Could you rewrite all the records below, swapping "Scouting task" for "Annotation task" and leaving everything else the same? Omit the pictures from your answer.
* Begin Input rows *
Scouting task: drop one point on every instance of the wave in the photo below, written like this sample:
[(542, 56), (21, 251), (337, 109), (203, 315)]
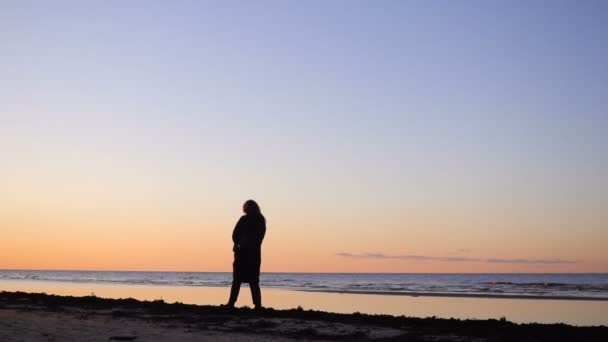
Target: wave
[(481, 285)]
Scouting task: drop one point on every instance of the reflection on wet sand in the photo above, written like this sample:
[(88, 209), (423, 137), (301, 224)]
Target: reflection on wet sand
[(516, 310)]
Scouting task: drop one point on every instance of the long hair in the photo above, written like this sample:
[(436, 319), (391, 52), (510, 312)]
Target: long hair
[(252, 208)]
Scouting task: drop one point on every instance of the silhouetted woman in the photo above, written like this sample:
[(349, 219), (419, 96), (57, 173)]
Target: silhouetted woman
[(247, 237)]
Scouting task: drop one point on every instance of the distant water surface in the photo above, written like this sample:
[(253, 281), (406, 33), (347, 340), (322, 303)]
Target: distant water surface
[(561, 286)]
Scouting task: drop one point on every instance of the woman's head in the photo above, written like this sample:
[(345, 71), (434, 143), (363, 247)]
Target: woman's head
[(251, 207)]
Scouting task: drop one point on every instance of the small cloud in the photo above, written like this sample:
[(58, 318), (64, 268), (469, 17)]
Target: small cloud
[(531, 261), (413, 257)]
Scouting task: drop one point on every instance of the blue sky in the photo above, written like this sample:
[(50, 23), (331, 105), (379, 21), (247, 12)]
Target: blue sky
[(332, 106)]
* End Input rows *
## [Solution]
Annotation task: drop one point on every instance of the wave in the photo below, written like this sample:
[(542, 56), (21, 251), (337, 109), (203, 315)]
Target: wave
[(481, 285)]
Annotation task: drop one point on every instance of the reflection on wet sand in the photo above, written like this sample:
[(88, 209), (423, 137), (301, 224)]
Target: reflection on wet sand
[(516, 310)]
Annotation task: drop one point on every instance of the long hair in the photo above, written like this sample:
[(436, 319), (391, 52), (510, 312)]
Target: long hair
[(252, 208)]
Annotation task: drop one point on every instance of the silhouetted woman in the photo above, written like this sample:
[(349, 219), (419, 96), (57, 173)]
Target: silhouetted woman
[(247, 237)]
Annotation task: drop one point on every instance of the distant water surface in the photo above, written like this sample:
[(253, 281), (406, 33), (347, 340), (322, 303)]
Target: distant water surface
[(561, 286)]
Annotation task: drop one point on every instance of the woman's head in the photo above, written like this sample:
[(345, 71), (434, 143), (363, 247)]
Target: woman's head
[(251, 207)]
Annotation task: drop one point on every instance of the small cloud in the photo above, written like this sample:
[(58, 318), (64, 268), (469, 17)]
Target: small cloud
[(531, 261), (413, 257)]
Annotation task: drop one point on every instance of the blue sky in the photo above, written like this sample:
[(50, 23), (331, 105), (379, 21), (247, 12)]
Target: blue sky
[(332, 106)]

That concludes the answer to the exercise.